-- begin SELECTED EXTRACT --
I had only one skeet practice shell; but I knew that at their distance one shot to the chest would take out one intruder, thus evening the odds. Things never went that far. Sliding a shell and then pumping it into the chamber is an ominous sound. Once they heard it, they sped off.
The point to all of this is that a really great Christmas gift is a teaching tool. When I was a preteen, there were three brothers who tormented me daily on the hour-long school bus ride to and from school. As a fat kid, I was an easy target, who sometimes took more than just verbal abuse. But the thought of packing my .22 on the bus was beyond comprehension. That so many kids today can get a hold of a rifle or handgun and have had terrible parenting, often because their father is AWOL, is a recipe for America’s gun violence.
My family was lucky in that we lived on a small farm that gave us ample room to shoot firearms. But we were also lucky in the parents we had. They had scraped through the Great Depression, and both believed their children needed an understanding of money. My dad was born to a homestead where rifles and a steady eye could be used as a tool to pack home deer meat that might help them survive a long winter.
-- end SELECTED EXTRACT --
-- begin EXTRACTED ENTRIES --
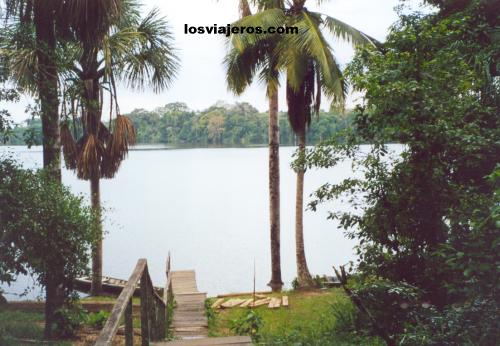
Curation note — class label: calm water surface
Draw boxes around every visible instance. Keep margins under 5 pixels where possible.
[0,147,396,299]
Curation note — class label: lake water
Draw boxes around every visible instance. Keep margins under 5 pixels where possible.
[0,147,394,299]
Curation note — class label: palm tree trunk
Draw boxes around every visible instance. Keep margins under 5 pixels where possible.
[268,91,283,292]
[34,1,61,182]
[90,173,102,296]
[33,1,65,339]
[295,131,312,287]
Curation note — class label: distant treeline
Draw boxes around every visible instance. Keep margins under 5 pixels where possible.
[7,102,352,146]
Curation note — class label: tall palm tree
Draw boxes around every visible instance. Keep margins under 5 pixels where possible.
[61,0,178,295]
[4,0,61,182]
[225,0,284,291]
[282,0,374,287]
[0,0,64,339]
[226,0,375,287]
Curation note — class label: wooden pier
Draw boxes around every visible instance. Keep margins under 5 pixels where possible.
[171,270,208,339]
[95,255,252,346]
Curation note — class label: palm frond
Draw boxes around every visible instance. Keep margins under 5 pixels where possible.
[61,122,78,170]
[230,8,286,51]
[115,9,179,92]
[323,15,378,46]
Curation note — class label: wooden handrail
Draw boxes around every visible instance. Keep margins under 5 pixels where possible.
[95,258,166,346]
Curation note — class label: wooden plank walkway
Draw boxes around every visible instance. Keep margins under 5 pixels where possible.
[171,270,208,339]
[152,336,252,346]
[152,270,252,346]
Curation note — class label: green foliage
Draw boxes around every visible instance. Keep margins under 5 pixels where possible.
-- end EXTRACTED ENTRIES --
▶ **CHALLENGE 1**
In the excerpt about guns and upbringing, what hard period had the writer's parents scraped through?
▶ **CHALLENGE 2**
Summarize the excerpt about guns and upbringing in two sentences.
▶ **CHALLENGE 3**
Continue the excerpt about guns and upbringing from its final sentence.

▶ **FINAL ANSWER 1**
The Great Depression.

▶ **FINAL ANSWER 2**
The writer argues that a really great Christmas gift is a teaching tool and recalls that even after being tormented on a school bus as a boy, taking a .22 onto it was beyond comprehension, while kids today with access to guns and poor parenting are a recipe for America's gun violence. The writer's family was lucky to have a small farm with room to shoot and parents who had come through the Great Depression, with a father raised on a homestead where rifles helped bring home deer meat for winter.

▶ **FINAL ANSWER 3**
I know it is harder to be a parent today. But I also know that with a bit of money and substantial time invested, children can be taught to be responsible with firearms, which should be carefully chosen for their age and abilities.
You can get your child started in investing with a 1-ounce American Silver Eagle coin that can be bought for under $20. This could be the seed of a savings account that is more tangible than reading a bank statement off of a cellphone.
The Internet, its games and devices, and its openness to the seedy side of society have taken youths by storm. It may be that with firearms and the right instruction, the Founding Fathers may have been square on with the 2nd Amendment: the right to keep and bear arms.
After having raised three responsible children and having had good parents myself, I can say this: Any forgettable present given to a child is no present at all.